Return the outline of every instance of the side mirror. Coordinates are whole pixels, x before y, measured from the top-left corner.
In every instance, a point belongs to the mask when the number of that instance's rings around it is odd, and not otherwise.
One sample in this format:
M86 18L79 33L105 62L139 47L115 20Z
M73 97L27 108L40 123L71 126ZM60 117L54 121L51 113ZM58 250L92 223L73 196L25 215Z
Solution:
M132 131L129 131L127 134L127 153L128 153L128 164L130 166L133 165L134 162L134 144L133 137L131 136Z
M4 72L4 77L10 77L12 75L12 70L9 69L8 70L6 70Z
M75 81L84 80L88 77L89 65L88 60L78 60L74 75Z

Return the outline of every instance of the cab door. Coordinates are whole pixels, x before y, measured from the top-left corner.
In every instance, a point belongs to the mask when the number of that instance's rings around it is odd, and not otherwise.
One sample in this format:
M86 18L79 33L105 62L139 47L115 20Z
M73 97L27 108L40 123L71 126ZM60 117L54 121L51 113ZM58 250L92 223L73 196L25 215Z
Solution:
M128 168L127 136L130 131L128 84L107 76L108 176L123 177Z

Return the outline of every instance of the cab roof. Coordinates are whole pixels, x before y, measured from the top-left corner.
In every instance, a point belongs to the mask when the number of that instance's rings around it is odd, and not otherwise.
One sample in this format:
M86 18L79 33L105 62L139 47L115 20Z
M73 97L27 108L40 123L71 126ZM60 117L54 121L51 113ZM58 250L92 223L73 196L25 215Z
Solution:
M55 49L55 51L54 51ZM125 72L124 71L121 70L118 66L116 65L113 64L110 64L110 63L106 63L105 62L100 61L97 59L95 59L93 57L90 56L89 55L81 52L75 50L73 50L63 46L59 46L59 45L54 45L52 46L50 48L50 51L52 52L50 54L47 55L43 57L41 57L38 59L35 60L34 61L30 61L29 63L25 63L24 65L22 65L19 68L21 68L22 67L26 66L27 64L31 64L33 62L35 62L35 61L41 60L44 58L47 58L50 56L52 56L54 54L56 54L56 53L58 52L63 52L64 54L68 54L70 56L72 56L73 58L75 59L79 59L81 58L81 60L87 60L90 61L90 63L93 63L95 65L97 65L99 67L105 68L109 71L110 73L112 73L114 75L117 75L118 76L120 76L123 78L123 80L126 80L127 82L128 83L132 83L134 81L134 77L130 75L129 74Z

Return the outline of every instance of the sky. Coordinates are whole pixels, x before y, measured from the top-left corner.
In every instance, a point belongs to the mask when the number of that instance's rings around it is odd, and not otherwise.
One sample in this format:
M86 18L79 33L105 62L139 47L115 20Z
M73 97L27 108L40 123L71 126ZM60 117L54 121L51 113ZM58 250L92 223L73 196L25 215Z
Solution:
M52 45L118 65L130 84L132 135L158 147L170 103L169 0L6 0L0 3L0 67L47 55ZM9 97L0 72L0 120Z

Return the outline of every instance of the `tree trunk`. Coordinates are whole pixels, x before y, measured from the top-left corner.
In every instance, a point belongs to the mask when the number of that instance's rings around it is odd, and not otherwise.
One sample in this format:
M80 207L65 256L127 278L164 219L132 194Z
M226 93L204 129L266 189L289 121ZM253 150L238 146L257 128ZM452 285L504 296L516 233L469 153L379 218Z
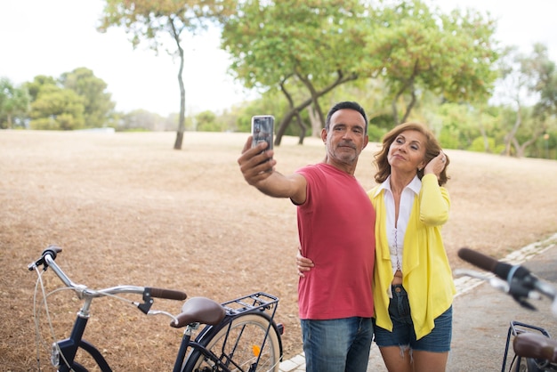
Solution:
M182 45L180 44L180 32L176 30L174 23L172 20L170 20L170 26L172 27L174 41L176 42L176 45L178 46L178 53L180 53L180 69L178 70L178 85L180 85L180 116L178 117L178 132L176 133L174 150L182 150L183 133L186 126L186 88L184 86L183 78L182 76L184 65L184 53Z
M312 107L308 108L308 115L310 117L310 123L311 124L311 137L320 138L323 124L319 121Z

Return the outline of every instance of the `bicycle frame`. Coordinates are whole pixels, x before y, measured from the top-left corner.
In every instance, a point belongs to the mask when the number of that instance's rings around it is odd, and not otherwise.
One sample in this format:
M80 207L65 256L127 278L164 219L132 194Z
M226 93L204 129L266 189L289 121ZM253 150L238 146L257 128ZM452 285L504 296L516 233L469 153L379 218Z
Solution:
M250 361L249 369L242 369L237 360L234 360L235 352L227 352L224 351L225 346L230 347L229 335L230 334L231 328L236 327L236 319L244 319L242 317L248 319L250 316L255 316L257 323L259 323L259 329L265 328L261 344L254 345L258 347L258 350L263 350L265 343L267 343L270 338L270 332L272 330L274 337L272 338L274 344L272 344L270 349L273 351L272 355L276 357L277 354L275 352L278 352L278 360L280 360L282 358L282 342L280 335L282 335L284 328L281 324L277 325L273 320L278 303L278 299L273 295L263 292L256 292L223 303L218 303L205 297L193 297L184 303L182 313L174 316L166 311L150 310L154 302L153 297L185 300L187 297L185 293L172 289L135 286L117 286L101 290L93 290L87 288L85 286L72 282L56 264L54 260L56 255L60 252L61 252L61 248L54 246L49 247L43 252L39 260L29 264L28 270L36 270L38 272L38 267L41 265L44 266L44 271L50 267L67 287L73 289L77 294L79 299L84 300L84 303L77 312L69 336L63 340L55 340L52 346L51 362L52 365L58 367L61 372L87 371L87 368L75 360L79 349L83 350L93 358L101 371L112 371L109 362L101 352L93 344L83 339L83 336L90 317L89 311L93 299L124 293L142 295L143 301L141 303L128 302L132 303L143 313L149 315L165 315L173 319L170 323L171 327L176 328L185 327L180 349L174 361L174 372L184 372L188 370L186 369L188 368L187 366L194 362L198 362L198 359L201 355L204 360L212 361L212 370L222 372L230 372L231 370L230 368L241 371L255 370L262 357L261 352L256 355L257 358L254 362ZM39 273L38 275L40 279L41 274ZM122 299L117 295L117 297ZM206 326L199 332L195 340L191 340L192 331L198 329L200 324ZM264 325L264 327L262 327L262 325ZM234 342L231 342L231 344L233 344L233 351L236 350L238 340L242 338L241 335L244 332L245 327L246 326L243 326L241 328L240 336L238 336ZM211 350L212 346L209 347L209 344L212 342L213 338L222 335L224 330L226 331L222 350ZM189 351L190 353L188 354ZM191 358L193 358L192 361L190 360Z

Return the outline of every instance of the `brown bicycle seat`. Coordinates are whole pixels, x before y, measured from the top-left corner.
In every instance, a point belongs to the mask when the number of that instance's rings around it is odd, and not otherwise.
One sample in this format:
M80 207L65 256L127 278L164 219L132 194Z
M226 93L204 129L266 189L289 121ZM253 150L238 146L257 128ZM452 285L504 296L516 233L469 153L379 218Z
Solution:
M214 326L224 319L225 314L224 308L216 301L206 297L191 297L182 306L182 313L170 323L170 327L181 328L198 322Z
M557 362L557 340L543 335L530 332L519 334L513 340L513 349L521 357Z

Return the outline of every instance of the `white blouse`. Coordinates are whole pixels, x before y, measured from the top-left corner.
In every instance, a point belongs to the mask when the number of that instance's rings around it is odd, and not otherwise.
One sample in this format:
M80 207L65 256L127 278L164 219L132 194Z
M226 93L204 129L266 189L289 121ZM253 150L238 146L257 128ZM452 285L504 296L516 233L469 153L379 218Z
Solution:
M381 184L381 188L384 189L384 202L387 212L387 240L389 243L389 251L391 253L391 263L392 265L392 272L397 271L402 271L402 253L404 248L404 234L408 225L414 198L420 193L422 188L422 181L418 176L408 183L400 195L400 205L399 206L399 219L395 221L394 197L391 190L391 176Z

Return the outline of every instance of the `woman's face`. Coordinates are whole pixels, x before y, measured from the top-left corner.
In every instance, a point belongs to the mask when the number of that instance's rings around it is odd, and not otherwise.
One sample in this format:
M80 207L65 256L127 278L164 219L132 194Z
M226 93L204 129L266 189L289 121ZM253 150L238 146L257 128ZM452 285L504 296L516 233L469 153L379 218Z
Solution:
M417 131L400 133L389 147L387 160L392 169L417 173L425 166L425 136Z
------------------------------
• WORK INSTRUCTIONS:
Could you quote the stretch of the records above, from the very start through the line containing "M75 81L84 80L88 77L89 65L88 60L78 60L74 75Z", with both ends included?

• COMPLETE ANSWER:
Return the outline of every instance of the side mirror. Coordinates are whole pixels, x before y, measured from the top-left corner.
In every instance, a point belongs to the mask when the number of that instance's rings around it is odd, and not otherwise.
One sample in this format:
M86 18L79 33L105 62L139 47L115 20Z
M73 97L27 108L40 123L71 126ZM60 117L54 121L51 113ZM58 250L92 223L73 196L25 215Z
Solution:
M132 131L129 131L127 134L127 153L128 153L128 164L130 166L133 165L134 162L134 144L133 137L131 136Z
M4 72L4 77L10 77L12 75L12 70L9 69L8 70L6 70Z
M75 81L84 80L88 77L89 65L88 60L78 60L74 75Z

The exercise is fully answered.